-- Begin --

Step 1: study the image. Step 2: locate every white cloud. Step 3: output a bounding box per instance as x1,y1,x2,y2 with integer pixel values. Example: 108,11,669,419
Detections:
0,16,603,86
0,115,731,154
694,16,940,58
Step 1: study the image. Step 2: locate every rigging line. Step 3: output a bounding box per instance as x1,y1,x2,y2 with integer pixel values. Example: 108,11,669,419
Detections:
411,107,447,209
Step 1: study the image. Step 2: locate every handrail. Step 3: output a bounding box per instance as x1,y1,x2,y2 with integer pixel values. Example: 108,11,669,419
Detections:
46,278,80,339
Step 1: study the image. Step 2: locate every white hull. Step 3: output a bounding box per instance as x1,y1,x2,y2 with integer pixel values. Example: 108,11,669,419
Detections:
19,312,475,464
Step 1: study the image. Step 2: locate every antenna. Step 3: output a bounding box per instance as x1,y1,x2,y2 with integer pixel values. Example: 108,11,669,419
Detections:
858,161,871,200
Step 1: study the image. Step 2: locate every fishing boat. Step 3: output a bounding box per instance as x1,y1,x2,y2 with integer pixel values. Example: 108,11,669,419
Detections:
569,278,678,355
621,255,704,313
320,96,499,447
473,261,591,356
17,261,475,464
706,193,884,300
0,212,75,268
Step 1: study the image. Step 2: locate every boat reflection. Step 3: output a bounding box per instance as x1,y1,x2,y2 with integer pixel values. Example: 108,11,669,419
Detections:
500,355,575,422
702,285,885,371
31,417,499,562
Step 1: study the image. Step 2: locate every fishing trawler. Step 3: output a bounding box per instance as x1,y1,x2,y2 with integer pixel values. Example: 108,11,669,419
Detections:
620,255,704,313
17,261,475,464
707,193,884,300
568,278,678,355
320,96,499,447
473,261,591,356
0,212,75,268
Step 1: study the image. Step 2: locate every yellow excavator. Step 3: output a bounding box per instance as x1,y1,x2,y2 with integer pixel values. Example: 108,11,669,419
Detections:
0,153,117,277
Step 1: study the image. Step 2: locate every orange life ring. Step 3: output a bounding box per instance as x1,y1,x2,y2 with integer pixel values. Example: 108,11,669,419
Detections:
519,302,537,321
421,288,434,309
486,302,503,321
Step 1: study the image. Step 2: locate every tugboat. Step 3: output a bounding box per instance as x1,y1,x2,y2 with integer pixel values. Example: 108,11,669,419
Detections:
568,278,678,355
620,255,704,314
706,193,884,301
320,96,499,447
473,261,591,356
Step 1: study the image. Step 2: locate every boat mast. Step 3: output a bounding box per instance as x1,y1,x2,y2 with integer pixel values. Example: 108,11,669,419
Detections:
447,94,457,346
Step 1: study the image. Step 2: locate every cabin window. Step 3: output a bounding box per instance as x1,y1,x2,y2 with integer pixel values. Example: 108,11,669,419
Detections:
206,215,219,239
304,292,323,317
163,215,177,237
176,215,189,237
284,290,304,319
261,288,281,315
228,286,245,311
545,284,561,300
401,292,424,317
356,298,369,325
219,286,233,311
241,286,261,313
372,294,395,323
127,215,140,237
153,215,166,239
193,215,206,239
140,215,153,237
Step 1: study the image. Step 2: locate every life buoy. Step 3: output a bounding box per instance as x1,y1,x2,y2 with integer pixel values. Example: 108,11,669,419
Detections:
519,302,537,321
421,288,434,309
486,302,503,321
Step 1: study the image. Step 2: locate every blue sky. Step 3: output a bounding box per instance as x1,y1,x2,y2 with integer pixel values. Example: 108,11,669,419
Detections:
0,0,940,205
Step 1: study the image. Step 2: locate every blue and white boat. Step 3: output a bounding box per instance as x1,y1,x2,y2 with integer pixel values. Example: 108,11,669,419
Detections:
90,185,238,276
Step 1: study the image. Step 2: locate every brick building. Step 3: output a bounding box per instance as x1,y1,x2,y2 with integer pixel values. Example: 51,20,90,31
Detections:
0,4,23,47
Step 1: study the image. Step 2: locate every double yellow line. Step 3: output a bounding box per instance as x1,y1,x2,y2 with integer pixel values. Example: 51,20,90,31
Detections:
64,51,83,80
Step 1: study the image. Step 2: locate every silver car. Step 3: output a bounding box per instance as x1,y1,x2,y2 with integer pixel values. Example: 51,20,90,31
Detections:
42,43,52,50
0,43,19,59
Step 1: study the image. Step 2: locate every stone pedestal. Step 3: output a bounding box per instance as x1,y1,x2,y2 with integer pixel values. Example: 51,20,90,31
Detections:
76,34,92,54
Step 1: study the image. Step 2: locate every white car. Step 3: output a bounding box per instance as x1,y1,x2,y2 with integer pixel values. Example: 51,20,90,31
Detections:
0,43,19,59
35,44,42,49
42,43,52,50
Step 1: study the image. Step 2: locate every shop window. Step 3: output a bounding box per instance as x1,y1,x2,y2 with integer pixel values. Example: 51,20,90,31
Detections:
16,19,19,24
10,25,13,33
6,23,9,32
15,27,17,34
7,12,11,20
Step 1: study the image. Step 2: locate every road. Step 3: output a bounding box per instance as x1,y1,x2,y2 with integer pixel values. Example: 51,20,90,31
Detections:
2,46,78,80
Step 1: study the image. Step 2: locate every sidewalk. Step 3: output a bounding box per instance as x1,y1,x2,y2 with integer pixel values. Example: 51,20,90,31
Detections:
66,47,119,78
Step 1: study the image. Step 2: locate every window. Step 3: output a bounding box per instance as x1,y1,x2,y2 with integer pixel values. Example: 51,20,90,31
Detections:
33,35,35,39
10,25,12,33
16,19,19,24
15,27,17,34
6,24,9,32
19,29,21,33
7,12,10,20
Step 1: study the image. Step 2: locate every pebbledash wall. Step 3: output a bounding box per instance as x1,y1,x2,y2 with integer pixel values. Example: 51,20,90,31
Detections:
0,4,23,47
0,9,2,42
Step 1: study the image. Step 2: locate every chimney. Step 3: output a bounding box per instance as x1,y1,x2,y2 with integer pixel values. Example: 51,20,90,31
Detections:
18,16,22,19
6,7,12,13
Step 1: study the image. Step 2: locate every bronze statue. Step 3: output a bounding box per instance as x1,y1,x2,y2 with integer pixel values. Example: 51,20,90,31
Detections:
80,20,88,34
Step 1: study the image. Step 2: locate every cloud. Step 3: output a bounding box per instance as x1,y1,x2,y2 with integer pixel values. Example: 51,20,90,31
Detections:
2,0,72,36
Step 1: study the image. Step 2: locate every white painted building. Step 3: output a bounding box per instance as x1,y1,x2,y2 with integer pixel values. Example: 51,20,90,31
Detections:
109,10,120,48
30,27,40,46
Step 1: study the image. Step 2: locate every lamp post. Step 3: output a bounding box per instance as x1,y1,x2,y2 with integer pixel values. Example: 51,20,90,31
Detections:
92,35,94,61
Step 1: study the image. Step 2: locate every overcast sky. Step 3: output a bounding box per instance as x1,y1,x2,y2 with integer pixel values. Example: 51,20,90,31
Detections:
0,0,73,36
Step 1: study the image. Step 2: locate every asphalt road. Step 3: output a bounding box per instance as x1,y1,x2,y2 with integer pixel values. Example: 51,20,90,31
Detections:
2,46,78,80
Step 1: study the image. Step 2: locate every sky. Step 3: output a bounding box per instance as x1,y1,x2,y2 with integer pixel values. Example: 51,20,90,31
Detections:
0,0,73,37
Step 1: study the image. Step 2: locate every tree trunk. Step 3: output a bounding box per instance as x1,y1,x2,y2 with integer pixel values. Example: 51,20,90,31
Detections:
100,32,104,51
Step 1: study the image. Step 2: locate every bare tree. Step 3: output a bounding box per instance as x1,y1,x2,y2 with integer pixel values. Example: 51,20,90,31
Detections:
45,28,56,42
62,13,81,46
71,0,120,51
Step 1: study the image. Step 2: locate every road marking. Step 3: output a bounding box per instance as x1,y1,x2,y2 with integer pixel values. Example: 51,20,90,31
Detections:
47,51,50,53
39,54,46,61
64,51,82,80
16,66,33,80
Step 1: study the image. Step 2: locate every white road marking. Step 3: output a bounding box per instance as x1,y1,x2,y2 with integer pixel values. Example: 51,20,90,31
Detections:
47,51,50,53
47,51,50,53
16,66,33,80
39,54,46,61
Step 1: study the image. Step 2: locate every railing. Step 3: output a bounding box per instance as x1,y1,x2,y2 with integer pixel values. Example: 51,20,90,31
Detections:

-- End --

Reproduce only the lines of the listing from the line with "Step 1: study the image. Step 2: locate every sky." to the line with "100,32,104,51", both included, substituting "examine" for "study" and leaving everything else unchanged.

Step 1: examine the image. Step 2: locate every sky. Step 3: output a bounding box per instance as x1,y1,x2,y2 with integer pixel values. Example: 51,20,90,31
Detections:
0,0,73,37
Step 1: examine the image. Step 2: locate every tree trunk. Step 3: output a bounding box per instance as x1,y1,x2,y2 with integer pixel values. Example: 51,20,90,31
Detections:
100,32,104,51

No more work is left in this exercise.